::: ENTRIES PROVIDED

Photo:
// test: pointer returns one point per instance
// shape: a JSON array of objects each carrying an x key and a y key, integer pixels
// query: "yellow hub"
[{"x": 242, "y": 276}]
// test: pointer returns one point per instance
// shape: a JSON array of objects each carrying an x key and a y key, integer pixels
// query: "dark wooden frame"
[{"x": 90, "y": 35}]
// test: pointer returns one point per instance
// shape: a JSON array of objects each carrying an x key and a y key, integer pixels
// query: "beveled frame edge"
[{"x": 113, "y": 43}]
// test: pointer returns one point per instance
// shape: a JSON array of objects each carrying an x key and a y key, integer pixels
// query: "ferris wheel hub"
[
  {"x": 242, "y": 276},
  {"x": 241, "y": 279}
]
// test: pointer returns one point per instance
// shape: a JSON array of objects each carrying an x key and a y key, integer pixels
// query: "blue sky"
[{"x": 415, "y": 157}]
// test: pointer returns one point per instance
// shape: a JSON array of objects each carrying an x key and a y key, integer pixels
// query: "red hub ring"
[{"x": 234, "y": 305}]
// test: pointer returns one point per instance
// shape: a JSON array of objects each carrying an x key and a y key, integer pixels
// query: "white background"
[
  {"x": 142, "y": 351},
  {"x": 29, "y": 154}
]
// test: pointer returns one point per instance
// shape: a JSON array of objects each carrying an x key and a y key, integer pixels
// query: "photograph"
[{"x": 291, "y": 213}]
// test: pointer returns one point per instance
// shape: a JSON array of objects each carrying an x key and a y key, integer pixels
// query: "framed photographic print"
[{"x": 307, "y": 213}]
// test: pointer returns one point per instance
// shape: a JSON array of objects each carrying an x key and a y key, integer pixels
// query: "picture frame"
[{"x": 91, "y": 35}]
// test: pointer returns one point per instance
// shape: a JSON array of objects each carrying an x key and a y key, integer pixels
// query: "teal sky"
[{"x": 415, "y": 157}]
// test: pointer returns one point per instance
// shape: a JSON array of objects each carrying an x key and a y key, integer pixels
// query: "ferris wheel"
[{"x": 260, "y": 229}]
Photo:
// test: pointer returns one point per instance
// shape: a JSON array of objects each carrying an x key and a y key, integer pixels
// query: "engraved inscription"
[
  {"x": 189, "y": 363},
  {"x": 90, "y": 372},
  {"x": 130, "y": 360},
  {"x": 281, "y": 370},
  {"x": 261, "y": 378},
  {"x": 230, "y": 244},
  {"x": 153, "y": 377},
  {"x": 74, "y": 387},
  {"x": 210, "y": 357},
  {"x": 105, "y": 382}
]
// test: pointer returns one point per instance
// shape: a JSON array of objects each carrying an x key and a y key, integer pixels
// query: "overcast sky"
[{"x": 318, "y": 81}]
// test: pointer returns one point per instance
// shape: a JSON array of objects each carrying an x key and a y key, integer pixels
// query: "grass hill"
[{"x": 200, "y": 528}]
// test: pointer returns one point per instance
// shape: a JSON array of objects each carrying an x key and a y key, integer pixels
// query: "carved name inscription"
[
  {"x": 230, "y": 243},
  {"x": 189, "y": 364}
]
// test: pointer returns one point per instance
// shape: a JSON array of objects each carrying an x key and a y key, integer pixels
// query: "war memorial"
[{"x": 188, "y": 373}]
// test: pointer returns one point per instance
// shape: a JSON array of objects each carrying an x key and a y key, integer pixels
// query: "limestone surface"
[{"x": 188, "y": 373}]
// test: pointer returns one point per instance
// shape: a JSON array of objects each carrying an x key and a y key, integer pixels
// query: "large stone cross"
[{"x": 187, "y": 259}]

::::::

• **GIVEN TASK**
Above are some records; extract every one of them exactly.

• **RESPONSE TO THIS TASK**
Photo:
// test: pointer returns one point per instance
// shape: a JSON array of objects each carrying an x key and a y key, integer pixels
// query: "yellow hub"
[{"x": 242, "y": 276}]
// test: pointer returns one point per instance
// shape: a JSON array of objects each carrying an x key and a y key, integer pixels
// query: "dark wooden frame"
[{"x": 90, "y": 35}]
// test: pointer returns one point per instance
// shape: a JSON array of objects each carrying an x key and a y key, integer pixels
// query: "beveled frame edge"
[{"x": 113, "y": 43}]
// test: pointer returns one point per instance
// shape: a JSON array of objects each carrying an x key and a y key, integer pixels
// query: "ferris wheel hub"
[
  {"x": 242, "y": 276},
  {"x": 241, "y": 279}
]
// test: pointer returns one point per instance
// shape: a JSON array of objects each carrying an x key and a y key, integer pixels
// query: "blue sky"
[{"x": 415, "y": 157}]
// test: pointer returns one point per instance
// shape: a JSON array of objects each carrying an x key and a y key, integer pixels
// query: "red hub ring"
[{"x": 234, "y": 305}]
// test: pointer returns one point per instance
// shape: a JSON array of objects each carrying an x key and a y key, integer pixels
// query: "white background"
[
  {"x": 142, "y": 351},
  {"x": 29, "y": 154}
]
// test: pointer returns one point per instance
// shape: a JSON array of objects each carrying an x key and a y key, integer pixels
// query: "photograph"
[{"x": 291, "y": 213}]
// test: pointer returns one point per instance
// shape: a JSON array of objects each carrying an x key and a y key, integer pixels
// query: "framed photographic print"
[{"x": 307, "y": 213}]
// test: pointer returns one point per instance
// shape: a JSON array of objects each carrying an x key and a y key, integer pixels
// query: "picture frame"
[{"x": 91, "y": 35}]
// test: pointer returns one point per instance
// shape: a JSON array of objects each carrying an x key and a y key, integer pixels
// query: "teal sky"
[{"x": 415, "y": 157}]
// test: pointer returns one point per instance
// shape: a JSON array of objects each carrying an x key and a y key, integer pixels
// query: "ferris wheel"
[{"x": 260, "y": 229}]
Photo:
// test: pointer returns one point per instance
// shape: a JSON array of objects each carrying an x key and a y key, integer pixels
// query: "engraved inscription"
[
  {"x": 189, "y": 363},
  {"x": 90, "y": 372},
  {"x": 130, "y": 360},
  {"x": 281, "y": 370},
  {"x": 261, "y": 378},
  {"x": 230, "y": 244},
  {"x": 153, "y": 377},
  {"x": 74, "y": 387},
  {"x": 210, "y": 357},
  {"x": 105, "y": 382}
]
// test: pointer returns one point per instance
// shape: a JSON array of objects each carrying an x key and a y key, integer pixels
// query: "overcast sky"
[{"x": 318, "y": 81}]
// test: pointer returns one point per instance
// shape: a JSON array of objects each carrying an x key and a y key, integer pixels
// query: "grass hill"
[{"x": 200, "y": 528}]
// test: pointer returns one point per instance
// shape: a JSON array of objects each carrying an x key and a y key, integer pixels
// query: "carved name inscription"
[
  {"x": 230, "y": 243},
  {"x": 189, "y": 364}
]
// test: pointer returns one point per instance
// shape: a JSON array of objects each carrying an x key and a y key, integer pixels
// query: "war memorial"
[{"x": 188, "y": 373}]
// test: pointer returns one point per instance
// shape: a JSON array of objects each carrying an x key and a y key, integer pixels
// query: "limestone surface"
[{"x": 188, "y": 373}]
// test: pointer returns one point per instance
// shape: a JSON array of objects each carrying an x key and a y key, integer pixels
// query: "large stone cross"
[{"x": 187, "y": 259}]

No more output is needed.